Then, $E[\#(i)] = \frac{n}{2^i}$, and by the Markov inequality, the probability of having at least one element at level $i$ satisfies
$$P(\#(i) \geq 1) \leq \frac{E[\#(i)]}{1} = \frac{n}{2^i}.$$
Thus, the probability to have an element on level $2 \log n$ is smaller than $n/2^{2 \log n} = 1/n.$
More generally, the probability to have an element (be nonempty) on level $k \log n$ $< n /2^{k \log n} = 1/n^{k - 1}$. The expected value $E(k)$ such that $k$ is the lowest integer so that the number of levels is $\leq k \log n$ is
$$E(k) \leq \sum_{k = 1}^{\infty} \frac{k}{n^{k - 1}} = \left( \frac{n}{n - 1} \right)^2.$$
Thus, the expected number of levels is barely larger than $\log n$.

DIRECTIONS FOR THIS TASK -
For each statement below, say yes or no to whether it agrees with the text on the expected number of levels, and quote the words of the text that decide it. 1. The probability of having an element on level $2 \log n$ is smaller than $1/n$. 2. The bound on $P(\#(i) \geq 1)$ is obtained from Chebyshev's inequality. 3. The expected number of levels is far larger than $\log n$.

DATA -

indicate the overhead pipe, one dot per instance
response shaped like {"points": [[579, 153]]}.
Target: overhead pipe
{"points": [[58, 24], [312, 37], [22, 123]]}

WRITTEN SOLUTION -
1. Yes: "the probability to have an element on level $2 \log n$ is smaller than $n/2^{2 \log n} = 1/n.$"
2. No: "by the Markov inequality"
3. No: "the expected number of levels is barely larger than $\log n$"